=== INPUT ROWS ===

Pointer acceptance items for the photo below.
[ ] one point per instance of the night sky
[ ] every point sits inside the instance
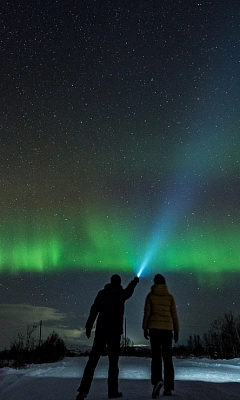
(119, 153)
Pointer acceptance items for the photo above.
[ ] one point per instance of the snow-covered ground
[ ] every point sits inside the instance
(194, 379)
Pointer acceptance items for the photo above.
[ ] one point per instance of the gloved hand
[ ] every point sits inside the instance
(88, 332)
(175, 336)
(146, 334)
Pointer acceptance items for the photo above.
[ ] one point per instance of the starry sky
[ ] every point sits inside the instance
(119, 153)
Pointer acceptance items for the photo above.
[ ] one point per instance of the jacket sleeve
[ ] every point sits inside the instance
(128, 291)
(147, 313)
(94, 311)
(176, 327)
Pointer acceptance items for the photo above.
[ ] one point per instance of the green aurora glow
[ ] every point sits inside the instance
(94, 241)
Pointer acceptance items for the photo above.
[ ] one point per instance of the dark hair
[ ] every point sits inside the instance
(159, 279)
(116, 280)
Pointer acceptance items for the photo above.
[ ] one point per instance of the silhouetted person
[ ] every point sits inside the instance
(109, 308)
(160, 320)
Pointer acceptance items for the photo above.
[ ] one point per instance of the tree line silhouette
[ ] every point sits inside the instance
(221, 341)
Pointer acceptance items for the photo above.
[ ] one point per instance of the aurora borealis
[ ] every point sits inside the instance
(119, 141)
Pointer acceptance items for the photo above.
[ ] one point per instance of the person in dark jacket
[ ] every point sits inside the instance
(108, 308)
(160, 320)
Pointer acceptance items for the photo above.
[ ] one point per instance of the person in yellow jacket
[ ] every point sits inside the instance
(160, 324)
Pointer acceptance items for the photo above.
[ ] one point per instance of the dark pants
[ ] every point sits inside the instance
(99, 344)
(161, 348)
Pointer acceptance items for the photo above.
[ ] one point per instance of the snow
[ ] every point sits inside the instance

===

__SET EXERCISE__
Return the material word for word. Pictures are not part of the copy.

__EXERCISE RESPONSE__
Pointer acceptance items for the photo below.
[ ] one point per instance of the night sky
[ ] every point sits inside the instance
(119, 153)
Pointer acceptance items for the photo above.
[ ] one point per instance of the snow-covered ground
[ ] every point sits inside the instance
(194, 379)
Pointer acceptance items for the photo above.
[ ] one point per instance of the gloved hand
[ ] every point sits inside the instance
(88, 332)
(175, 336)
(146, 334)
Pointer acceptance items for the photo above.
[ ] one point per instance of the starry sky
[ ] every point sits inside the instance
(119, 153)
Pointer acceptance items for the photo above.
[ ] one point per instance of the jacket sleeve
[ ] every point sits inside the instance
(128, 291)
(147, 313)
(94, 311)
(176, 327)
Pointer acceptance items for the photo above.
[ ] one point per instance of the green aurora glow
[ ] every point sits inside the instance
(94, 241)
Pointer acceptance items for the photo above.
[ ] one point per instance of the dark hair
[ ] every point sits inside the instance
(159, 279)
(116, 280)
Pointer acceptance items for the photo above.
[ ] one point per instance of the silhouetted person
[ ] every point sits inside the instance
(109, 308)
(160, 320)
Pointer acceptance items for the photo above.
[ ] one point per instance of the tree line silhouette
[ ] every point sits inside the instance
(221, 341)
Pointer acceptance items for the photo above.
[ ] one point per instance of the aurora borealis
[ ] every point sits inside the instance
(119, 141)
Pointer acceptance items for the photo above.
[ ] one point per instance of the person in dark jacket
[ ] every point sits inside the instance
(108, 308)
(160, 320)
Pointer acceptance items for the photo above.
[ ] one point per instance of the person in yellow jacket
[ ] every point sits inside the instance
(160, 324)
Pointer acceptance items for the photo above.
[ ] one point per instance of the dark pants
[ ] every point sits inside the instance
(99, 344)
(161, 348)
Pointer acceptance items for the photo above.
[ ] one point per instance of the snow
[ ] every point sits inside the instance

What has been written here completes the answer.